**Aim of the exercise**: Copy out the whole passage on Titanic connections word for word.

**Source passage**:
====
Friday 27 April 2012

Titanic connections



Last week the name of the Titanic was on everyone’s lips, as the 100th anniversary of the sinking was marked on April 15th. There were many poignant radio and TV shows to pay tribute to those who were lost, and even an exhibition at the National Maritime Museum in Greenwich.
Last Friday I was at Greenwich Maritime campus and made a quick visit to the Titanic exhibition. There were a few really well known artefacts there, for example; Elizabeth Mellenger’s cloak (which was used to save the soaking wet Officer Lightoller from hypothermia); Edith Russell’s ‘lucky’ toy pig and a whistle used to attract the attention of rescuers from the Carpathia.


The exhibition is free and worth a visit if you get the chance:
http://www.rmg.co.uk/about/press/titanic-remembered

In my home, in the extreme south of Cornwall, much attention has been focussed on Edgar & Fred Giles of Porthleven, two brothers who were lost on the Titanic. All the stories in the press made me dig something up from the very deepest depths of my memory...  I was sure that my Mum’s elderly neighbour (the late, much loved Betty) had mentioned to me that a couple from our home village had been on the Titanic. A quick google search proved this to be true. Their names were Annie (nee Hill) and Stephen Hold. Annie and Stephen were second class passengers who had emigrated to America from Cornwall, but had returned for a short break to visit family in Cornwall and Devon.
====
**Dataset content**:
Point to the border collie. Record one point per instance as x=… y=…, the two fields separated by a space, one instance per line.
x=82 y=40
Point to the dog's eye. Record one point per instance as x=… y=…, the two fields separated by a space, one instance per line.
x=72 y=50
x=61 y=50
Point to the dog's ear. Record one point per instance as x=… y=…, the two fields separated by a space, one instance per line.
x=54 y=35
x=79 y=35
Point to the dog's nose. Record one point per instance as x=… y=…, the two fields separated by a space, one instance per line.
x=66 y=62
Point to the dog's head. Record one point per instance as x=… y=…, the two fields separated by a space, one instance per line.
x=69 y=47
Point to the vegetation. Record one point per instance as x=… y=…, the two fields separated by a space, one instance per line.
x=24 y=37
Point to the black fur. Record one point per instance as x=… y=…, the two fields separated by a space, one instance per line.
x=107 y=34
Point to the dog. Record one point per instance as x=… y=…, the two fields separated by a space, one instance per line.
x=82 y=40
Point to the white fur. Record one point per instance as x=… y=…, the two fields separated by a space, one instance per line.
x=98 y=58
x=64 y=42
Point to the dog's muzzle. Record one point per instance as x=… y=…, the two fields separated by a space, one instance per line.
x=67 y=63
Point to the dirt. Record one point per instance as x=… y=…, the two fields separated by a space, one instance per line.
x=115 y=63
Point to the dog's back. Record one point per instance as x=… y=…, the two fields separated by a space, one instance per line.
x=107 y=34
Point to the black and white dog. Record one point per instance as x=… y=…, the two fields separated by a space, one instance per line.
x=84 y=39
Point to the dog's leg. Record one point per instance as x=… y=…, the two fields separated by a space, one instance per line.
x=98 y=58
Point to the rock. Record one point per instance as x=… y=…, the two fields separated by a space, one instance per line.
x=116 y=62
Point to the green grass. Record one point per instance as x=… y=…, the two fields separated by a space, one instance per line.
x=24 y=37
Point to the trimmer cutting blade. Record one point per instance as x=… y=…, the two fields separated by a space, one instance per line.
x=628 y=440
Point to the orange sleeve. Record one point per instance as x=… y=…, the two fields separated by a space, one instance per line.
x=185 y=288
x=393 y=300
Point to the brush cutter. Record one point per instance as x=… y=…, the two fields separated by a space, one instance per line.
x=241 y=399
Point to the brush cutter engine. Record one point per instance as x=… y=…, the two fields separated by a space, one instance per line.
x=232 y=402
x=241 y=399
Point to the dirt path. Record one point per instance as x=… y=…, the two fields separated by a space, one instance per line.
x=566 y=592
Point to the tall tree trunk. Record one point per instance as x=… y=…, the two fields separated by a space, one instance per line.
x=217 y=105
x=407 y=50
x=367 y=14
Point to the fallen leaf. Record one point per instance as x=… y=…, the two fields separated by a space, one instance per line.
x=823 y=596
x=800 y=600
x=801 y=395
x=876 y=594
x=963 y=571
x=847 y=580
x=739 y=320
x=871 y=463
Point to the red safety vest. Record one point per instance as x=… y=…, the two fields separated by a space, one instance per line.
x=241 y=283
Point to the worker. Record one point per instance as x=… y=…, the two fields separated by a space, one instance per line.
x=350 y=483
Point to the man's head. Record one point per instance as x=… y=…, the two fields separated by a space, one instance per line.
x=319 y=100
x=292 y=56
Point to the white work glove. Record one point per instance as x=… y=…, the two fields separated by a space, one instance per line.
====
**The answer**:
Friday 27 April 2012

Titanic connections



Last week the name of the Titanic was on everyone’s lips, as the 100th anniversary of the sinking was marked on April 15th. There were many poignant radio and TV shows to pay tribute to those who were lost, and even an exhibition at the National Maritime Museum in Greenwich.
Last Friday I was at Greenwich Maritime campus and made a quick visit to the Titanic exhibition. There were a few really well known artefacts there, for example; Elizabeth Mellenger’s cloak (which was used to save the soaking wet Officer Lightoller from hypothermia); Edith Russell’s ‘lucky’ toy pig and a whistle used to attract the attention of rescuers from the Carpathia.


The exhibition is free and worth a visit if you get the chance:
http://www.rmg.co.uk/about/press/titanic-remembered

In my home, in the extreme south of Cornwall, much attention has been focussed on Edgar & Fred Giles of Porthleven, two brothers who were lost on the Titanic. All the stories in the press made me dig something up from the very deepest depths of my memory...  I was sure that my Mum’s elderly neighbour (the late, much loved Betty) had mentioned to me that a couple from our home village had been on the Titanic. A quick google search proved this to be true. Their names were Annie (nee Hill) and Stephen Hold. Annie and Stephen were second class passengers who had emigrated to America from Cornwall, but had returned for a short break to visit family in Cornwall and Devon.